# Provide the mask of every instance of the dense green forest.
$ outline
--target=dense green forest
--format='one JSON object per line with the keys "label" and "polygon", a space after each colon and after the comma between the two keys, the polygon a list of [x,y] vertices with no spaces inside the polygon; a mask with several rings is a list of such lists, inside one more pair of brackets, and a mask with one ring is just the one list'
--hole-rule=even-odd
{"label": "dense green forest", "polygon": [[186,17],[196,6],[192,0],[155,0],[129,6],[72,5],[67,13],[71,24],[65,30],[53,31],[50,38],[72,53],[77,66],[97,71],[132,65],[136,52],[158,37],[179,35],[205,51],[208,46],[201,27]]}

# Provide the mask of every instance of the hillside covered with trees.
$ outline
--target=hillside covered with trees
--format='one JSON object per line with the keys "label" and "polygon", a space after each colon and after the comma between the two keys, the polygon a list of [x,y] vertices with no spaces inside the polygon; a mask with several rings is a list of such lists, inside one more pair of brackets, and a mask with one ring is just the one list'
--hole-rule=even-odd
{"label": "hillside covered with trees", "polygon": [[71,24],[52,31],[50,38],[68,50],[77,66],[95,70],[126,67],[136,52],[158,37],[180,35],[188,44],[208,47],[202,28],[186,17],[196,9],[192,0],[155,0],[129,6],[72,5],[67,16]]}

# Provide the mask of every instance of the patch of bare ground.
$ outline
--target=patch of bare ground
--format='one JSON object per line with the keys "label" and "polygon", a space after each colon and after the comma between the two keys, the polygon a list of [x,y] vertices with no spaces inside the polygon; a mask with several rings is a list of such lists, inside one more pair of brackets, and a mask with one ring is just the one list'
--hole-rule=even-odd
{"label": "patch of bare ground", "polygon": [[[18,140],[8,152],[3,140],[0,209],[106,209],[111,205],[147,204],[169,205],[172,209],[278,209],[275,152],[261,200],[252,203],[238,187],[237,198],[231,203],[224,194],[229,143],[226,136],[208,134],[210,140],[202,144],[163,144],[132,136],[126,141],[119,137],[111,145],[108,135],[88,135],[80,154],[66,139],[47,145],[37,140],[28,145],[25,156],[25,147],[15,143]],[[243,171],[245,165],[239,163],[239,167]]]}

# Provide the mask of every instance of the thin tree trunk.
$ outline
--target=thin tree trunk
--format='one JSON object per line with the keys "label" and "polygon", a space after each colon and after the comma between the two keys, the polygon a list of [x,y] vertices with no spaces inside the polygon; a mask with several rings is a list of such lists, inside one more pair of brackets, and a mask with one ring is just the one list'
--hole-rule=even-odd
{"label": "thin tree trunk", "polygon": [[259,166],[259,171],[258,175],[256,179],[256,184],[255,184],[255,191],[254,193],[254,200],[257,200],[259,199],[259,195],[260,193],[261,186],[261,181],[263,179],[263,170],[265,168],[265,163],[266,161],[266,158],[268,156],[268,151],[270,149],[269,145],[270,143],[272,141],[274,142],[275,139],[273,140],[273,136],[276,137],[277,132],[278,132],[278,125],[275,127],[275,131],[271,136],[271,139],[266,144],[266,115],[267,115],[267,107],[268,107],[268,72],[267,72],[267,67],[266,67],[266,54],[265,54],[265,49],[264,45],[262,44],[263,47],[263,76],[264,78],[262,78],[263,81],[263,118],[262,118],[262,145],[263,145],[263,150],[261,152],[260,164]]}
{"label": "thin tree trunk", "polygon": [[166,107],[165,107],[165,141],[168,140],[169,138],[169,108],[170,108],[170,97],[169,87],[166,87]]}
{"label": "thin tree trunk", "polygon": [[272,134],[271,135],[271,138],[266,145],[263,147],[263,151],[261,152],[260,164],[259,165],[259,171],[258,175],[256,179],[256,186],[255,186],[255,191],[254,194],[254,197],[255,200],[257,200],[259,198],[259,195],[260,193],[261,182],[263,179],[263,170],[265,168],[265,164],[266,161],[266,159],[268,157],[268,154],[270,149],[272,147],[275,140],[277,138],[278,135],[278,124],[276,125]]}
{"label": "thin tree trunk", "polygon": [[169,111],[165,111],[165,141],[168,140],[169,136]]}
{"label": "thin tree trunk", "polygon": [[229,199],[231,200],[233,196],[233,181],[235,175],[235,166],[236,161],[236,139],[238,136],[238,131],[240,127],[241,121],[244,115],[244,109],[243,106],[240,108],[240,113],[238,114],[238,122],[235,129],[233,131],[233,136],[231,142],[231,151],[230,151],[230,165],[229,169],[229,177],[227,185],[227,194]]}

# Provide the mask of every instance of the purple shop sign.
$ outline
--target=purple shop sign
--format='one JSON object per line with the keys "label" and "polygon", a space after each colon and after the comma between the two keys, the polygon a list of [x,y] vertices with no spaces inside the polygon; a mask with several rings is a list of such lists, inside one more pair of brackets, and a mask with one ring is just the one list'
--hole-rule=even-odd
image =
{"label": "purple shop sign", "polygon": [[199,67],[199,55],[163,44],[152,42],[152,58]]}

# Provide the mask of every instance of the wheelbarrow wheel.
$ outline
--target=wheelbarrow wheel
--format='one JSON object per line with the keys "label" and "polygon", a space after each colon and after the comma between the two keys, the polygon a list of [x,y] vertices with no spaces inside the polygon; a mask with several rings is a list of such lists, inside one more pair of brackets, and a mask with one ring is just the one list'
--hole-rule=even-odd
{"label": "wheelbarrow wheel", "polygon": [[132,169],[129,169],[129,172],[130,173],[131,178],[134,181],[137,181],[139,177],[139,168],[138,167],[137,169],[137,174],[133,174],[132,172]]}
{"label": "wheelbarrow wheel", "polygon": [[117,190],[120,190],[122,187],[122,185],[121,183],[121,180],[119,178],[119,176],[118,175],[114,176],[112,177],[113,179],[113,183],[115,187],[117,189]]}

------------------------------------

→ Problem details
Output each record exactly, leaving nothing out.

→ Solution to this task
# Provide the mask of every instance of the dense green forest.
$ outline
--target=dense green forest
--format='one JSON object per line with the keys "label" and "polygon", a space after each colon and after the comma between the two keys, the polygon a list of [x,y] vertices with no spaces inside the polygon; a mask with several rings is a list of such lists, inside one more pair of brackets, and a mask with one ring is just the one list'
--hole-rule=even-odd
{"label": "dense green forest", "polygon": [[186,17],[196,6],[192,0],[155,0],[129,6],[72,5],[67,13],[71,24],[65,30],[53,31],[50,38],[72,53],[77,66],[97,71],[132,65],[136,52],[158,37],[179,35],[205,51],[208,46],[201,27]]}

# Provide the mask of every instance of the hillside covered with trees.
$ outline
--target=hillside covered with trees
--format='one JSON object per line with the keys "label" and "polygon", a space after each colon and after the comma between the two keys, the polygon a list of [x,y] vertices with no spaces inside the polygon; a mask with several rings is a list of such lists, inside one more pair of brackets, and a mask with one ring is just the one list'
--hole-rule=even-odd
{"label": "hillside covered with trees", "polygon": [[71,24],[52,31],[50,38],[68,50],[77,66],[95,70],[126,67],[136,52],[158,37],[180,35],[188,44],[208,47],[202,28],[186,17],[196,9],[192,0],[155,0],[129,6],[72,5],[67,16]]}

# Provide the mask of every instance of the patch of bare ground.
$ outline
--target=patch of bare ground
--format='one JSON object per line with the keys "label" and "polygon", a space after each colon and after the comma between the two keys, the polygon a list of [x,y] vertices with no spaces inside the polygon; a mask with several rings is a list of such lists, inside one more pair of brackets, and a mask with one ring is just the one list'
--hole-rule=even-odd
{"label": "patch of bare ground", "polygon": [[[18,140],[8,152],[3,140],[0,209],[106,209],[111,205],[147,204],[169,205],[172,209],[278,209],[275,152],[261,200],[252,203],[238,187],[237,198],[231,203],[224,194],[229,143],[226,136],[208,134],[210,140],[202,144],[163,144],[132,136],[126,141],[119,137],[111,145],[108,135],[88,135],[80,154],[66,139],[47,145],[37,140],[28,145],[25,156],[25,147],[15,143]],[[243,171],[245,165],[239,163],[239,167]]]}

# Provide the mask of every instance of the thin tree trunk.
$ outline
--target=thin tree trunk
--format='one JSON object per line with the keys "label" and "polygon", a space after each colon and after the comma between the two keys, the polygon a list of [x,y] vertices with no spaces inside the polygon; a mask with several rings is a list of such lists, inside one more pair of brackets, and a mask with one ring is just the one list'
--hole-rule=even-odd
{"label": "thin tree trunk", "polygon": [[259,166],[259,171],[258,175],[256,179],[256,184],[255,184],[255,191],[254,193],[254,200],[257,200],[259,199],[259,195],[260,193],[261,186],[261,181],[263,179],[263,170],[265,168],[265,163],[266,161],[266,158],[268,156],[268,151],[270,149],[269,145],[270,143],[272,141],[274,142],[275,139],[273,140],[273,136],[276,137],[277,132],[278,132],[278,125],[275,127],[275,131],[271,136],[271,139],[266,144],[266,115],[267,115],[267,107],[268,107],[268,72],[267,72],[267,67],[266,67],[266,54],[265,54],[265,49],[264,45],[262,44],[263,47],[263,76],[264,78],[262,78],[263,81],[263,118],[262,118],[262,145],[263,145],[263,150],[261,152],[260,164]]}
{"label": "thin tree trunk", "polygon": [[166,107],[165,107],[165,141],[168,140],[169,138],[169,108],[170,108],[170,97],[169,87],[166,87]]}
{"label": "thin tree trunk", "polygon": [[272,134],[271,135],[271,138],[266,145],[263,147],[263,151],[261,152],[260,164],[259,165],[259,171],[258,175],[256,179],[256,186],[255,186],[255,191],[254,194],[254,197],[255,200],[257,200],[259,198],[259,195],[260,193],[261,182],[263,179],[263,170],[265,168],[265,164],[266,161],[266,159],[268,157],[268,154],[270,149],[272,147],[275,140],[277,138],[278,135],[278,124],[276,125]]}
{"label": "thin tree trunk", "polygon": [[169,111],[165,111],[165,141],[168,140],[169,136]]}
{"label": "thin tree trunk", "polygon": [[229,199],[231,200],[233,196],[233,181],[235,175],[235,166],[236,161],[236,139],[238,136],[238,131],[240,127],[241,121],[244,115],[244,109],[243,106],[240,108],[240,113],[238,114],[238,122],[235,129],[233,131],[233,136],[231,142],[231,151],[230,151],[230,165],[229,169],[229,177],[227,185],[227,194]]}

# Provide the mask of every instance of the purple shop sign.
$ outline
--target=purple shop sign
--format='one JSON object per line with the keys "label" and "polygon", a space after each colon and after the comma between the two keys, the polygon a list of [x,y] vertices with no spaces inside the polygon; a mask with several rings is a list of such lists, inside one more pair of brackets, and a mask with one ring is just the one list'
--hole-rule=even-odd
image =
{"label": "purple shop sign", "polygon": [[199,67],[199,55],[163,44],[152,42],[152,58]]}

# Provide the mask of every instance of the wheelbarrow wheel.
$ outline
--target=wheelbarrow wheel
--format='one JSON object per line with the keys "label" and "polygon", a space after each colon and after the comma between the two keys, the polygon a list of [x,y] vertices with no spaces inside the polygon; a mask with several rings is a list of such lists, inside one more pair of brackets, and a mask with one ring is just the one list'
--hole-rule=even-odd
{"label": "wheelbarrow wheel", "polygon": [[132,169],[129,169],[129,172],[130,173],[131,178],[134,181],[137,181],[139,177],[139,168],[138,167],[137,169],[137,174],[133,174],[132,172]]}
{"label": "wheelbarrow wheel", "polygon": [[117,190],[120,190],[122,187],[122,185],[121,183],[121,180],[119,178],[119,176],[118,175],[114,176],[112,177],[113,179],[113,183],[115,187],[117,189]]}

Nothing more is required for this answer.